-- Excerpted text follows --
Dayton Art Institute; Dayton, Ohio

This day dawned for us in Dayton, Ohio, while on a cross-country road trip to the East Coast and where we enjoyed the fellowship of longtime friends from the Siler and Hicks families who visited Palouse Colony Farm in 2018. Micala served as founding director of A Family for Every Orphan which has found caring homes for children in need inside their countries of origin in eastern Europe, Africa, and Asia. Since we are exploring sites of interest along the way during our trip, a chance viewing of the Dayton Art Institute’s website this week reported on a special exhibit of masterful paintings by prominent 19th century European landscapists. It included works from Vincent van Gogh’s acclaimed Wheatfield series—the great artist’s last creations. Although I had read about his remarkable life, I had never seen one of van Gogh’s landscapes in person so took advantage of our stay to do so.

Although Vincent van Gogh (1853-1890) never met famed “painter of peasants” Jean Millet (1814-1875), he was familiar with the artist since working enthusiastically as a young man in his uncles’ print-dealer firm at The Hague. In 1875 van Gogh attended an 1875 Paris exhibition of Millet’s larger works which greatly impressed him. Van Gogh also studied religious prints by socially conscious Gustave Doré (1832-1883) and agrarian works by Jules Breton (1827-1906) like The Blessing of the Wheat and The Gleaner. He came to speak of Millet and Breton in the same breath as kindred spirits whose art he called “the voice of the wheat,” and found the form of a sheaf an “enchanting symbol” of the infinite.

A profound intellectual and prolific correspondent despite mental and physical ailments, van Gogh read Zola, Dickens, and the classics, studied Delacroix and Rembrandt, and acquired engravings by Millet and other artists. Soon after deciding to become an artist in 1880, he read Alfred Sensier’s influential biography, Le Vie et L’Oeuvre de Jean-François Millet. The young artist found revelatory meaning in its portrayal of Millet akin to his own search for meaning through a consilience of faith and art in the natural world. In van Gogh’s Noon: Rest from Work, after Millet (1890), poet Allen Braden viewed the revolutionary artist’s depiction of Ruth and Boaz “serene in their exhaustion” and a kind of noble statement “…on the balance / between art and whatever is perfectly ordinary.”

Jean-François Millet, The Gleaners (1857)

Jean-François Millet, The Gleaners (1857)
-- Excerpted text concluded --
-- Data section follows --
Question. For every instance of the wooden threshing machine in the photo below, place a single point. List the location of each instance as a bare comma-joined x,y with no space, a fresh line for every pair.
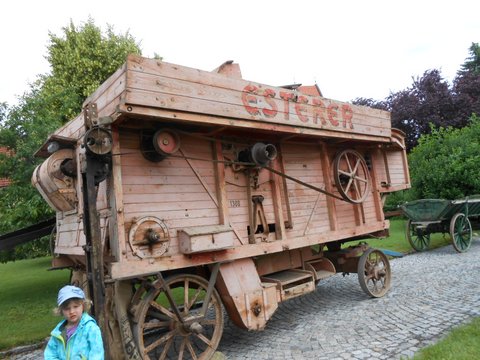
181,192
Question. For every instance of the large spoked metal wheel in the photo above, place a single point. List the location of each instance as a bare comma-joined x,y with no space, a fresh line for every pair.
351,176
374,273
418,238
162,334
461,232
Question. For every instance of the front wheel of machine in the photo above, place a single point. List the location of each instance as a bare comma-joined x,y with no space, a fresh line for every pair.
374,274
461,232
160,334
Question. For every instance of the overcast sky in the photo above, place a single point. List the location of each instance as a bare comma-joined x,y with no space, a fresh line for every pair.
-- Data section concluded --
-- Data section follows --
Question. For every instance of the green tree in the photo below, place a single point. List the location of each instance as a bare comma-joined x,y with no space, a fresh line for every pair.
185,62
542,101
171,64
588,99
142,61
-- Data section concluded --
Copy out the Dayton Art Institute passage word for word, starting with "This day dawned" and going on through "stay to do so.". Work from the Dayton Art Institute passage alone.

Task result ::
This day dawned for us in Dayton, Ohio, while on a cross-country road trip to the East Coast and where we enjoyed the fellowship of longtime friends from the Siler and Hicks families who visited Palouse Colony Farm in 2018. Micala served as founding director of A Family for Every Orphan which has found caring homes for children in need inside their countries of origin in eastern Europe, Africa, and Asia. Since we are exploring sites of interest along the way during our trip, a chance viewing of the Dayton Art Institute’s website this week reported on a special exhibit of masterful paintings by prominent 19th century European landscapists. It included works from Vincent van Gogh’s acclaimed Wheatfield series—the great artist’s last creations. Although I had read about his remarkable life, I had never seen one of van Gogh’s landscapes in person so took advantage of our stay to do so.